What to produce: Convert every line of the items below into a numbered list, leaving out any blank lines.

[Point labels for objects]
[START]

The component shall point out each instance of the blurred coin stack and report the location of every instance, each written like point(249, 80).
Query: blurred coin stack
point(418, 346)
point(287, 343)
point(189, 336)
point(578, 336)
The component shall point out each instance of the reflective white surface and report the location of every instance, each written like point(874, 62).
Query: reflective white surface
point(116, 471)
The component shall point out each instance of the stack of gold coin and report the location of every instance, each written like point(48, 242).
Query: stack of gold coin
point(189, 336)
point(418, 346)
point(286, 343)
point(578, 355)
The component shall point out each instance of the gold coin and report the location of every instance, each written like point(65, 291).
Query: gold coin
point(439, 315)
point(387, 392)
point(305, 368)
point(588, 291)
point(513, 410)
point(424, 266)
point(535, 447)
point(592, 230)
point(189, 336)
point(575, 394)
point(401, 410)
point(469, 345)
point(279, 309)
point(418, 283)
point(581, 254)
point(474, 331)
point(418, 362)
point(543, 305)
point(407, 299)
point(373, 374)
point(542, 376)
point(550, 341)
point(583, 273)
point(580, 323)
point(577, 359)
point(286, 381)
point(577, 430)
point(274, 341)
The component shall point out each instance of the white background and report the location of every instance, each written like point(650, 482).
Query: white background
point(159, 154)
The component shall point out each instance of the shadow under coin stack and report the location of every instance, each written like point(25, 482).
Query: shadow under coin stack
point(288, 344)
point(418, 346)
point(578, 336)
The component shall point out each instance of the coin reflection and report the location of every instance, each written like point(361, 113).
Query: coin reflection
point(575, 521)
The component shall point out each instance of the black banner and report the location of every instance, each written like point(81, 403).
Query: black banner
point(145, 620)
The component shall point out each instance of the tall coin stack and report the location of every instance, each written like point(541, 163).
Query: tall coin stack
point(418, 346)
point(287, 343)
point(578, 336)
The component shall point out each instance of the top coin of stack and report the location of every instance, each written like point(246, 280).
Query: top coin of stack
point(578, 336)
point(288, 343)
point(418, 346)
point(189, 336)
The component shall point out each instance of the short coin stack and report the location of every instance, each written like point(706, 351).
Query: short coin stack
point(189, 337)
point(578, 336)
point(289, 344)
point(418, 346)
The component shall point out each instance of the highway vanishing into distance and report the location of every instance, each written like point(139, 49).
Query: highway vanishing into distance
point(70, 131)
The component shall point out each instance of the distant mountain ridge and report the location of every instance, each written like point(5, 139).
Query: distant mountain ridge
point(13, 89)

[END]

Output for this exercise:
1. The component shall point out each instance of the blurred coin stack and report the location of every instance, each written like point(249, 80).
2. Query: blurred coin stack
3. point(418, 346)
4. point(287, 343)
5. point(189, 336)
6. point(578, 336)
7. The component shall point out each instance of the reflective white surface and report the location of every instance, each written like point(874, 62).
8. Query: reflective white surface
9. point(116, 471)
10. The component shall point out each instance of the stack of gold coin and report the location of every instance, each written like point(48, 242).
11. Query: stack of gold coin
12. point(189, 336)
13. point(418, 346)
14. point(286, 343)
15. point(578, 355)
16. The component shall point out each instance of the gold coin and report the location of every instance, each written like point(65, 291).
17. Query: gold coin
18. point(439, 315)
19. point(387, 392)
20. point(305, 368)
21. point(588, 291)
22. point(513, 410)
23. point(424, 266)
24. point(535, 447)
25. point(592, 230)
26. point(189, 336)
27. point(575, 394)
28. point(401, 410)
29. point(469, 345)
30. point(279, 309)
31. point(418, 283)
32. point(581, 254)
33. point(474, 331)
34. point(418, 362)
35. point(543, 305)
36. point(407, 299)
37. point(373, 374)
38. point(542, 376)
39. point(550, 341)
40. point(583, 273)
41. point(580, 323)
42. point(577, 359)
43. point(286, 381)
44. point(577, 430)
45. point(274, 341)
46. The component shall point out each instance of the white background and report the location of every instance, each written like point(650, 482).
47. Query: white background
48. point(159, 154)
49. The component shall point out each instance of the shadow under coin stack and report the location of every instance, each written like point(25, 482).
50. Query: shadow under coin stack
51. point(288, 344)
52. point(418, 346)
53. point(578, 336)
54. The component shall point out each instance of the coin reflection and report the location of every instance, each written like point(361, 113).
55. Query: coin reflection
56. point(575, 521)
57. The component shall point out each instance of the black banner and report the location of every instance, each written like point(81, 403).
58. Query: black banner
59. point(145, 620)
60. The component shall point out each instance of the tall coin stack and report the location of every instance, each written like point(541, 163).
61. Query: tall coin stack
62. point(418, 346)
63. point(287, 343)
64. point(578, 336)
65. The component shall point out each instance of the top coin of stack and report the location of every instance, each written like point(246, 280).
66. Query: top coin of stack
67. point(578, 336)
68. point(288, 343)
69. point(418, 346)
70. point(189, 336)
71. The component shall point out each instance of the short coin stack and report the location of every instance, each written like point(706, 351).
72. Query: short coin stack
73. point(189, 337)
74. point(578, 336)
75. point(289, 344)
76. point(418, 346)
77. The component shall point out each instance of the highway vanishing into distance and report the location of every instance, each written like point(139, 49).
78. Query: highway vanishing into distance
79. point(70, 131)
80. The component shall point out each instance of the distant mountain ridge and report the location of every instance, each written like point(5, 139).
81. Query: distant mountain ridge
82. point(13, 89)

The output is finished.